#### MATERIAL SHOWN

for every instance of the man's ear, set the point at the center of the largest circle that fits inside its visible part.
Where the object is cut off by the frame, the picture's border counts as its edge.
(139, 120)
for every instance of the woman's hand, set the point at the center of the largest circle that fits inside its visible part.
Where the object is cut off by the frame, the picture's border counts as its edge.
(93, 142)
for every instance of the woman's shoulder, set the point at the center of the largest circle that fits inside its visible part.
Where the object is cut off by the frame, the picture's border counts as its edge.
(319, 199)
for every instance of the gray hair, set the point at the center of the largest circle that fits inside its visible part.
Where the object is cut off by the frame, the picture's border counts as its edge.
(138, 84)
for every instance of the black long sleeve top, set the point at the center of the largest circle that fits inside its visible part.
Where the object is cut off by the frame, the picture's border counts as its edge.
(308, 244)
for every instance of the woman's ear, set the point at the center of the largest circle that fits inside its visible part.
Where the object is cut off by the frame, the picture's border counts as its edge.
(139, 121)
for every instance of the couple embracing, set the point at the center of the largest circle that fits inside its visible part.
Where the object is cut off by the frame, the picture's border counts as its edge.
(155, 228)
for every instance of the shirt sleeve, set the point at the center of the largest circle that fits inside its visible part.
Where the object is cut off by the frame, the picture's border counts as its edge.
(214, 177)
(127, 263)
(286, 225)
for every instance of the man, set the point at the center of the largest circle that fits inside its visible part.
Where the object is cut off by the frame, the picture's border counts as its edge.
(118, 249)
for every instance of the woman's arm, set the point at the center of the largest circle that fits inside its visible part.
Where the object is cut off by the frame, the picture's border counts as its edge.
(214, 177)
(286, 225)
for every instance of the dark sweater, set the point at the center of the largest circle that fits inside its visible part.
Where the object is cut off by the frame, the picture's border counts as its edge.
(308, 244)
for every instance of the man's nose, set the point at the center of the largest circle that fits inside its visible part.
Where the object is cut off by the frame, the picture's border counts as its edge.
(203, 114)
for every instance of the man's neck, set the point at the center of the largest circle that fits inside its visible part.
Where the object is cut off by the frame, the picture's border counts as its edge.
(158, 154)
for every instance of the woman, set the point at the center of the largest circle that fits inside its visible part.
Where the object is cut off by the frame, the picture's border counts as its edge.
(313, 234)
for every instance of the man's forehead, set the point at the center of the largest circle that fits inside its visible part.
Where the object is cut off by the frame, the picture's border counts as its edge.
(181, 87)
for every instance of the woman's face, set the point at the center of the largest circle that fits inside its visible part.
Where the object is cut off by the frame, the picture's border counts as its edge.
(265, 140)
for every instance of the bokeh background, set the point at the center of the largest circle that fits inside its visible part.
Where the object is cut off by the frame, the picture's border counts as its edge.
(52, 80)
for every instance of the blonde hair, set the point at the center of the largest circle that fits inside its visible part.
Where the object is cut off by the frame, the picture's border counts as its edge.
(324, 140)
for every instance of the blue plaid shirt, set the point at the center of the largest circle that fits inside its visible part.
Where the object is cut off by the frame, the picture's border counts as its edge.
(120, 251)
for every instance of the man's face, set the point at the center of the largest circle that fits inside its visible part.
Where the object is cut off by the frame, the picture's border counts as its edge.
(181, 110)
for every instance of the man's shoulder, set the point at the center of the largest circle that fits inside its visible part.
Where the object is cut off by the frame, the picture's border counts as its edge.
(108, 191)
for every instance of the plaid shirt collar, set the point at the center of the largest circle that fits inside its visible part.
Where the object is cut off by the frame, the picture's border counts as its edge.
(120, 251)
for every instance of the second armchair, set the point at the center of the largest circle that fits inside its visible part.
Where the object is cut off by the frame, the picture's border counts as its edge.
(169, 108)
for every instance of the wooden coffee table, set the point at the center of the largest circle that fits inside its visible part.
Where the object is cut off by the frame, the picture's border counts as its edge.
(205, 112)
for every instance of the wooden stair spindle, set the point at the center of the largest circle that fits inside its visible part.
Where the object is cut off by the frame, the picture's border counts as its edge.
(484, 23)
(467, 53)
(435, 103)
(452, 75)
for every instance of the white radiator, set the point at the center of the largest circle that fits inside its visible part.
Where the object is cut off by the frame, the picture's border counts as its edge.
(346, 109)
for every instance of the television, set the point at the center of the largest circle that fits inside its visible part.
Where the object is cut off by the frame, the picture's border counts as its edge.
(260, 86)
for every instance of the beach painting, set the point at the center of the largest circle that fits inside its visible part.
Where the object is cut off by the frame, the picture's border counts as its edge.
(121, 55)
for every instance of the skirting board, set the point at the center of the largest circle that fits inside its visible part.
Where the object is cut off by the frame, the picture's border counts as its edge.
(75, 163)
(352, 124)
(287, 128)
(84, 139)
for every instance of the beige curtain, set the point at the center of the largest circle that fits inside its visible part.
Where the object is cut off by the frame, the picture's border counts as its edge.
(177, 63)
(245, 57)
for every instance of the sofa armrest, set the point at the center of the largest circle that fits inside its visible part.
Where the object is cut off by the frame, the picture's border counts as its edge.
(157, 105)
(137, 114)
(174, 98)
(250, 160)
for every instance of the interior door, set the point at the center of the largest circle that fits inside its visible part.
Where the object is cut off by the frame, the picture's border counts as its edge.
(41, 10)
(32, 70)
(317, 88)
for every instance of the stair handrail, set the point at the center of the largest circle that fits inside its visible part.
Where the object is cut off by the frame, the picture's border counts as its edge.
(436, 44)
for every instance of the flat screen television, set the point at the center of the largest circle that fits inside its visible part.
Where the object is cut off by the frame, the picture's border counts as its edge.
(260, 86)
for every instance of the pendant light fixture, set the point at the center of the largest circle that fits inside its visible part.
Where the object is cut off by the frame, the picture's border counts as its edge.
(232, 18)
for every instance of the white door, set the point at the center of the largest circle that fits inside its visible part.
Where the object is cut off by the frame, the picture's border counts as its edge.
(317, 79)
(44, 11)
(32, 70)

########

**WORK TO COMPLETE:** Each line of the material above must be retyped exactly as written.

**SOLUTION:**
for every instance of the man's ear, set the point at the center of the largest circle that fits inside its visible part.
Where the object is cut off by the frame, the picture's border counts as its edge.
(139, 120)
for every instance of the woman's hand, set the point at the center of the largest circle that fits inside its visible part.
Where the object is cut off by the frame, the picture's border counts as its edge.
(93, 142)
for every instance of the woman's shoulder, set the point at the center of the largest circle that fits inside its visible part.
Where the object is cut off by the frame, the picture's border counts as its edge.
(319, 199)
for every instance of the gray hair, set the point at the center of the largest circle that fits inside its visible part.
Where the object is cut off by the frame, the picture's border counts as its edge.
(138, 84)
for every instance of the black long sleeve top, set the point at the center of the largest circle that fits inside its visible part.
Where the object is cut off by the frame, the picture's border counts as its edge.
(308, 244)
for every instance of the woman's ear, set the point at the center of the largest circle that fits inside its visible part.
Where the object is cut off by the frame, the picture's border counts as its edge.
(139, 121)
for every instance of the couple embracing, set the point at the center of the largest circle that fits inside its visible part.
Where the object is cut off by the frame, the picture's border counts as its edge.
(155, 228)
for every instance of the shirt sleeve, set the point at the center of the largest circle that fits inside its visible part.
Where the object is cut off by the frame, the picture's border counts as its edge.
(214, 177)
(127, 263)
(286, 225)
for every instance of the man, set the point at the center of the largest circle that fits inside its visible part.
Where the object is cut off by the frame, the picture's border counts as its edge.
(118, 249)
for every instance of the woman's arm, set the point at the center of the largest circle that fits inside its visible part.
Where the object is cut off by the frame, the picture's border counts as its edge.
(214, 177)
(286, 225)
for every instance of the dark sweater, set the point at the center of the largest circle that fits inside its visible part.
Where the object is cut off by the frame, the picture's border counts as its edge.
(308, 244)
for every instance of the man's nose, set the point at the center of the largest circle that fits inside its visible part.
Where the object is cut off by the frame, the picture's border counts as its edge.
(203, 114)
for every instance of the man's neck, set the point at the center of the largest circle that fits inside its visible part.
Where the object is cut off by the frame, the picture's border counts as its edge.
(158, 154)
for every instance of the woman, set the point at the center of the largest circle that fits inside its visible part.
Where the object is cut off by the frame, the picture's border counts as its edge.
(313, 234)
for every instance of the man's forehead, set the point at the center of the largest circle that fits inside its visible part.
Where the object is cut off by the frame, the picture's border counts as its edge.
(181, 87)
for every instance of the woman's face, set the point at the center of the largest circle that fits inside its visible part.
Where the object is cut off by the frame, the picture's border counts as its edge.
(265, 140)
for every instance of the bokeh background, set the point at the center of the largest circle that fits inside its visible part.
Where the object is cut off by the frame, the picture's border counts as its edge.
(52, 80)
for every instance of the blonde hair, set the point at the center of the largest circle that fits inside its visible part.
Where the object is cut off by the frame, the picture's border counts as its edge.
(324, 140)
for every instance of the blue plaid shirt, set the point at the center of the largest circle that fits inside its visible part.
Where the object is cut off by the frame, the picture's border counts as its edge.
(120, 251)
for every instance of the man's face, set the point at the center of the largest circle that fits inside its visible part.
Where the object is cut off by the frame, the picture's border counts as its edge.
(181, 110)
for every instance of the man's shoulder, set the point at the center of the largest circle that fits inside its visible part.
Where the object is cut off by the frame, the picture's border counts as its edge.
(108, 191)
for every instance of the plaid shirt collar, set the point at the center of the largest circle that fits inside its visible part.
Where the object is cut off by the frame, the picture's border counts as its edge.
(120, 251)
for every instance of the second armchair, set the point at the center of the largest circle that fits inside its visible part.
Where the object is cut off by the frame, the picture's border counts as its edge.
(169, 108)
for every instance of the wooden coffee table, set the point at the center of the largest circle that fits inside its visible part.
Where the object is cut off by the frame, the picture's border counts as its edge.
(205, 112)
for every instance of the wooden stair spindle, set the point at the center of the largest circle that fits inside its visible part.
Where the object is cut off by the frame, the picture's border counts as its edge.
(484, 23)
(467, 53)
(435, 103)
(452, 75)
for every instance of the white radiator, set the point at the center of the largest circle that fits inside its visible part.
Where the object is cut off by the frame, the picture's border counts as its edge.
(346, 109)
for every instance of the television, set the point at the center of the largest circle that fits inside its visible part.
Where the object is cut off by the frame, the picture's border counts as its edge.
(260, 86)
for every instance of the beach painting, set the point at the center of the largest circle that fits inside its visible part.
Where the object is cut off by the frame, the picture's border counts as its edge.
(121, 55)
for every instance of the skirting board, set the point at the center of the largest circle that fits inside its visible part.
Where the object is cut off by the frame, the picture's border counts as its edge.
(75, 163)
(352, 124)
(287, 128)
(84, 139)
for every instance of the beige curtain, set the point at the center of the largest circle that fits inside its visible part.
Where the object is cut off by the frame, the picture's border counts as its edge.
(177, 63)
(245, 57)
for every instance of the sofa armrest, set the point at the center of the largest circle that fits inside its visible part.
Where the object is cut off by the frame, the picture's border counts as its edge.
(157, 105)
(137, 114)
(174, 98)
(250, 160)
for every instance of the interior door, set the point at the center of the largest circle that fits inside its visible part.
Where the object is cut off by the frame, the picture's border counts as its edge.
(41, 10)
(32, 70)
(317, 88)
for every instance of the stair handrail, set the point at the center of the largest circle that fits inside its visible part.
Where the object is cut off by the frame, the picture's border counts as its edge.
(436, 44)
for every instance of the flat screen television, set the point at the center of the largest circle that fits inside its visible part.
Where the object is cut off by the frame, the picture's border counts as its edge.
(260, 86)
for every instance of the pendant light fixture, set the point at the center of the largest circle that fits inside its visible part.
Where the object is cut off by the frame, the picture's border counts as its edge.
(232, 18)
for every instance of the white door, set the point at the center of the largest circle that fits inside its visible part.
Where the object is cut off by the frame, the picture's border counts as its edge.
(317, 79)
(44, 11)
(32, 70)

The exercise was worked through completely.